_Task description_: Exact copies of all entries are needed. Pictures are to be left out.
----------
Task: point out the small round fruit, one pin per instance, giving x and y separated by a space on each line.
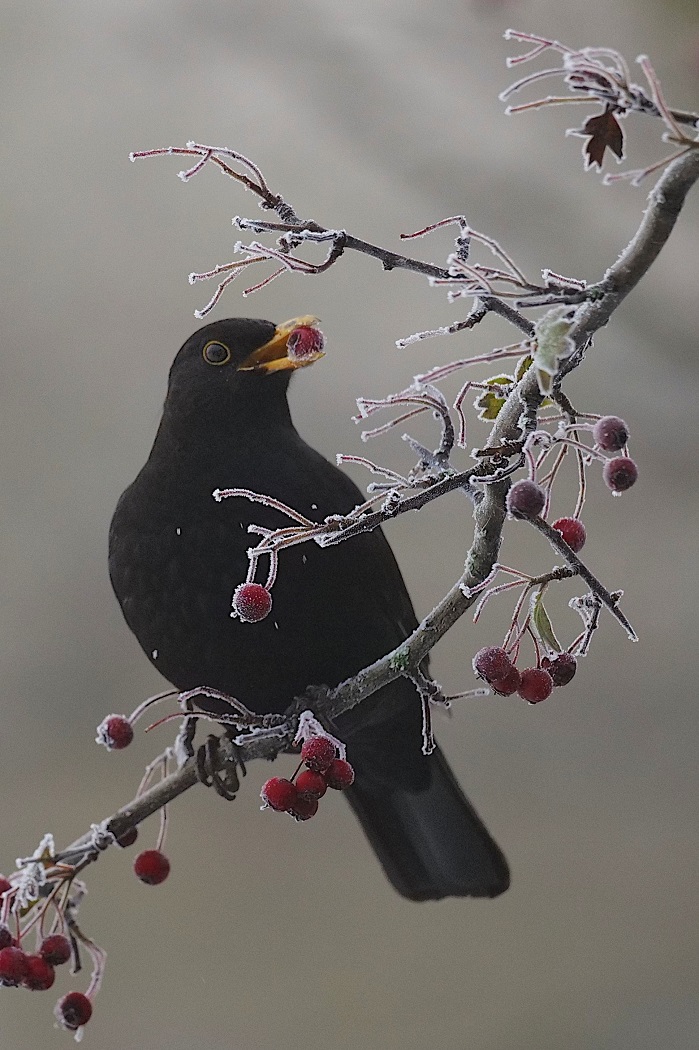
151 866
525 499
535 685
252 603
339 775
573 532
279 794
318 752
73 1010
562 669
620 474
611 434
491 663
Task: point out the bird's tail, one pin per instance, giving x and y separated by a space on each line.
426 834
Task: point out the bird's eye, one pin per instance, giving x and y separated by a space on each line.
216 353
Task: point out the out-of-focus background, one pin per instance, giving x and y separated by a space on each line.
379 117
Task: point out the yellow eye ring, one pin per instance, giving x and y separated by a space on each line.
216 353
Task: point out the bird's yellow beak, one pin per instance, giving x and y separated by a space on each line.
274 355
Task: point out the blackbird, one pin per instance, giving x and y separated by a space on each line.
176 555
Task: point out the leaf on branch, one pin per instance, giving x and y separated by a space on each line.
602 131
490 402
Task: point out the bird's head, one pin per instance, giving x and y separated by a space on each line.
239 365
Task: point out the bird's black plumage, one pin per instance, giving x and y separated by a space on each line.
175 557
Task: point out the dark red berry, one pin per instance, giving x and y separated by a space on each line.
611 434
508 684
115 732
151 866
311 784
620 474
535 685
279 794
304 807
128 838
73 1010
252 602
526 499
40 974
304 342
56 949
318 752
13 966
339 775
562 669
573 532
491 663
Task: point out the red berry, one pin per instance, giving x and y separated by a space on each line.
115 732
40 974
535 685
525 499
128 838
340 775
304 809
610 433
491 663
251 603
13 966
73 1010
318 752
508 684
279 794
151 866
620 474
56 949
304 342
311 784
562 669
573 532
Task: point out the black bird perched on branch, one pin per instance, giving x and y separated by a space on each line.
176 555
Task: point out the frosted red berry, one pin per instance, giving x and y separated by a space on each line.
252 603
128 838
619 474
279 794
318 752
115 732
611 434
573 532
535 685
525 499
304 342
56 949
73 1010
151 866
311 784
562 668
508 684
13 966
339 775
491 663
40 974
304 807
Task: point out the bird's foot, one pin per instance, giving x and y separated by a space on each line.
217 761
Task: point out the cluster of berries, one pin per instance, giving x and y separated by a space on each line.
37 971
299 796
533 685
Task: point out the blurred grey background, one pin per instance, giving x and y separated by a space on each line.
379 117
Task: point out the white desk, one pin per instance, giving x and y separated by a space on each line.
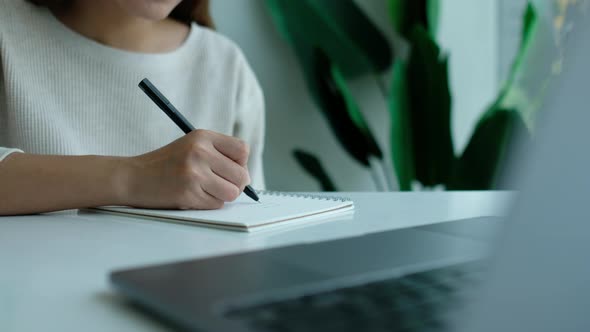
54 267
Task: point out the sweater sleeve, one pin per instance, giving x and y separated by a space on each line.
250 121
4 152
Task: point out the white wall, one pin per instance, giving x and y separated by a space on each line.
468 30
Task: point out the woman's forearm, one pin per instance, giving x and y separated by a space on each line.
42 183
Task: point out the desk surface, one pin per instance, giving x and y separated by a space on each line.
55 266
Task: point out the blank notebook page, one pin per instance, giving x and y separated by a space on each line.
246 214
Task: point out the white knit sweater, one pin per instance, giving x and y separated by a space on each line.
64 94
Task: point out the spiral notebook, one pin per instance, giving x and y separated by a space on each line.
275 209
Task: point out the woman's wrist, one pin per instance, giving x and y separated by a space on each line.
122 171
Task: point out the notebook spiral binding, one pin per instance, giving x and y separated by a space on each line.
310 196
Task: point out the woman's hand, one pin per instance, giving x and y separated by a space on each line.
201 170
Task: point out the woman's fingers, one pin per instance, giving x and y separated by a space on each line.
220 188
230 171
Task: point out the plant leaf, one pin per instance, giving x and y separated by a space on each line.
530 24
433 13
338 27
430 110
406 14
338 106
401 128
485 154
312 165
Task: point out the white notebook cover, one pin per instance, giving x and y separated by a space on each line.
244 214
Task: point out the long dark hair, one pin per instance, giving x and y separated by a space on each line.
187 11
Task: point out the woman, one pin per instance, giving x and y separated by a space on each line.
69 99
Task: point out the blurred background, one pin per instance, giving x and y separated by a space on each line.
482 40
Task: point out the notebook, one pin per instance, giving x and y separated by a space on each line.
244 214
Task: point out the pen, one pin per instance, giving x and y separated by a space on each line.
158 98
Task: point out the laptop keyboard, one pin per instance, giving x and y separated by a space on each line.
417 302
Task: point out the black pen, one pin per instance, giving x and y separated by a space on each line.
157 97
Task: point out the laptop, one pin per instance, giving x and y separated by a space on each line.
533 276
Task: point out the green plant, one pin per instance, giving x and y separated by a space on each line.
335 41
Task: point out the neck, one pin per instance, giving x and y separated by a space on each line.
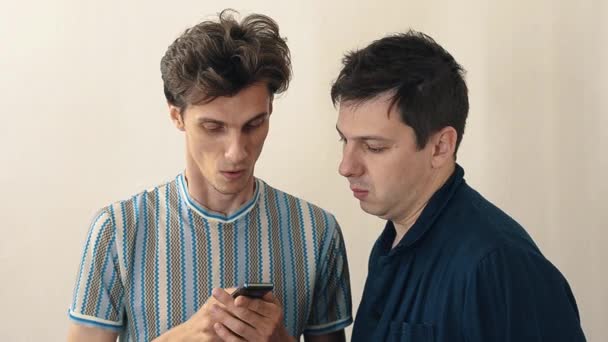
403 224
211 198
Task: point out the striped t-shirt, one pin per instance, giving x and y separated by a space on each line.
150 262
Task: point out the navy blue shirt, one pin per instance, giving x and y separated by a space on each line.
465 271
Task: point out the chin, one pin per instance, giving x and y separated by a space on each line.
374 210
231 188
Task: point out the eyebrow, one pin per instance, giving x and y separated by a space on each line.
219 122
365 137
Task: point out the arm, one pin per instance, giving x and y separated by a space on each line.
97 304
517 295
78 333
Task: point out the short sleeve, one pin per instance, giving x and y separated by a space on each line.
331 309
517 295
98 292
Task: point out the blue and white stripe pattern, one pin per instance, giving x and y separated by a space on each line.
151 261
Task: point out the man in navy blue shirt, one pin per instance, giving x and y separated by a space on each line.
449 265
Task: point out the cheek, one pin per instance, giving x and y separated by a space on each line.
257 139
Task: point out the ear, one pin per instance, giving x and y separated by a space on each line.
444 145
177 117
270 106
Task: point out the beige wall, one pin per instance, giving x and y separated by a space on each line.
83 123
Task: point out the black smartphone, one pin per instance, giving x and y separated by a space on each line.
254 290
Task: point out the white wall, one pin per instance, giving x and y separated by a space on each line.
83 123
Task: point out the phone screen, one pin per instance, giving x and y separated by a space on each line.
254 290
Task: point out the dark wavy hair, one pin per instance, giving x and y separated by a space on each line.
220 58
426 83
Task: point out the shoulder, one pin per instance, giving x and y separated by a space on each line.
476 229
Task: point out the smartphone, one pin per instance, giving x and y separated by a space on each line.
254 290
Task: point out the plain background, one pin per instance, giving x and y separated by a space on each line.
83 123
----------
_Final answer_:
Task: point out the small round fruit, one pin per instance, giving x and y separated by a space on each line.
151 866
525 499
535 685
252 603
339 775
573 532
279 794
318 752
73 1010
562 669
620 474
611 434
491 663
Task: point out the bird's tail, one pin per instance, giving x and y separated by a space on each line.
426 834
Task: point out the bird's eye, one pin per instance, giving x and y separated by a space on each line.
216 353
Task: point out the out-of-focus background, one pin per instance, giving x and y separated by a space on each line.
379 117
Task: point out the yellow eye ring, one pin per instance, giving x and y separated by a space on each line.
216 353
Task: point out the bird's yellow beak, one pin per instance, giving x and y separated by a space on each line.
274 355
Task: point out the blackbird, one pin per instance, giving x and y separated by a space on each line.
176 555
Task: point out the leaf on branch, one pin per instance, giving x and y separated by a space on each line.
602 131
490 402
Task: point out the bird's head, one pin per instance, giving x and y separated by a space on each line.
239 365
Task: point out the bird's black plumage, one pin per instance, giving x and y separated by a space on each line.
175 557
Task: point out the dark red berry, one pin per instance, giving x and y separated by a space on each line.
611 434
508 684
115 732
151 866
311 784
620 474
535 685
279 794
304 807
128 838
73 1010
252 602
526 499
40 974
304 342
56 949
318 752
13 966
339 775
562 669
573 532
491 663
Task: point out the red berry, one pin per instance, giving x and y separated by a space on each line.
115 732
40 974
535 685
525 499
128 838
340 775
304 809
610 433
491 663
251 603
13 966
73 1010
318 752
508 684
279 794
151 866
620 474
56 949
304 342
311 784
562 669
573 532
Task: point out the black bird perched on branch, one pin per instance, giving x and y separated by a space on each line.
176 555
Task: point out the frosted red berry, one pin per instance, giving x and y separated by a space on each line.
252 603
128 838
619 474
279 794
318 752
115 732
611 434
573 532
535 685
525 499
304 342
56 949
73 1010
151 866
311 784
562 668
508 684
13 966
339 775
491 663
40 974
304 807
Task: point out the bird's foot, one pin per instance, giving x and y separated by a space on each line.
217 761
Task: point out the cluster of berries, one pin per instance, giving x and y separated by a space on each line.
37 971
299 796
533 685
Task: point out the blurred grey background, one pin per instance, giving x and y separated by a space on each line.
379 117
Task: point out the white desk, one pin per instance, giving x and y separated by a space on each line.
54 267
Task: point out the sweater sleeve, one pin per instance, giving x and y separated by a space on each line.
250 121
4 152
Task: point out the white wall, one pin per instance, giving x and y separated by a space on each line.
468 30
Task: point out the woman's forearm, one pin per instance, giving x and y separated by a space on each line.
42 183
Task: point out the desk surface, one pin per instance, giving x and y separated by a space on each line.
55 266
Task: point out the blank notebook page, one pin per instance, giving x and y separated by a space on each line.
246 214
Task: point out the white knit sweater, one pin per instance, giving x and y separated by a space on each line.
64 94
Task: point out the spiral notebook, one pin per instance, giving x and y separated by a space on each line.
275 209
Task: point out the woman's wrist, one pin per instance, giving x and y separated by a space on each line.
122 171
Task: point out the notebook spiral binding, one pin per instance, giving x and y separated by a space on each line.
310 196
Task: point out the woman's hand, one pin per instance, giving x and y separated by a space on each line.
201 170
Task: point out the woman's fingers, one pin per instance, giving x and y separated by a space on each line.
220 188
230 171
Task: point out the plant leaf, one pin per instance, giving x and y separated by a space on each line.
530 24
433 13
338 27
430 110
406 14
338 106
401 128
485 154
312 165
Task: point out the white notebook cover, one pin per instance, giving x and y separated by a space on each line.
244 214
Task: point out the long dark hair, one pin per instance, giving x and y separated by a space on each line.
187 11
Task: point out the woman, one pin per instance, giving x and y separated by a space on each line.
69 99
Task: point out the blurred background, one pin per instance, giving x and y separated by a space on each line.
482 40
Task: point out the notebook, one pin per instance, giving x and y separated by a space on each line.
244 214
Task: point out the pen, one pin per instance, giving x and y separated by a space on each line.
158 98
Task: point out the laptop keyboard, one pin per instance, giving x and y separated by a space on each line.
417 302
Task: point out the black pen, one pin per instance, giving x and y separated by a space on each line.
157 97
Task: point out the laptop, one pin per instance, giving x and y separated by a space on each line.
533 276
Task: point out the green plant, one pin per instance, giving x and y separated by a space on each line.
335 41
Task: point out the neck, one pin per instance, giving x and y separated by a space on each line.
403 224
211 198
Task: point out the striped t-shirt, one pin per instance, giving x and y separated by a space on each line.
150 262
Task: point out the navy blue shirt, one pin per instance, giving x and y separated by a space on each line.
465 271
Task: point out the chin, one pin per instance, giving x and y separated by a space on each line.
374 210
231 188
Task: point out the eyebrow, one pin per instance, giving x and y separated by a space on each line.
219 122
365 137
Task: point out the arm, one pin per instance, giving x and y separated by a space on each line.
97 304
517 295
78 333
Task: point out the short sleeve, one pin per instance, giving x and y separated by a space on each line.
331 309
517 295
98 292
Task: point out the blue and white stripe pattern, one pin per instance, giving x and y separated by a space on each line.
151 261
Task: point out the man in navy blue shirt, one pin per instance, giving x and y separated by a space on each line.
449 265
Task: point out the cheek, one pin per instance, giving x and y separated by a space on each line.
257 139
Task: point out the ear, one pin per instance, giving x and y separated by a space on each line.
444 145
177 117
270 106
Task: point out the beige wall, one pin per instance, giving x and y separated by a space on each line.
83 123
Task: point out the black smartphone, one pin per instance, giving x and y separated by a space on each line.
254 290
Task: point out the white wall, one pin per instance, giving x and y separated by a space on each line.
83 123
Task: point out the phone screen, one pin per instance, giving x and y separated by a space on each line.
254 290
Task: point out the dark wavy hair, one pin per instance, giving x and y separated by a space on each line.
220 58
426 83
Task: point out the shoulder, one pin per instance, giving x and y separated by a space on each line.
476 229
Task: point out the smartphone, one pin per instance, giving x and y separated by a space on each line.
254 290
Task: point out the plain background, one pin per instance, giving x and y separated by a space on each line.
83 123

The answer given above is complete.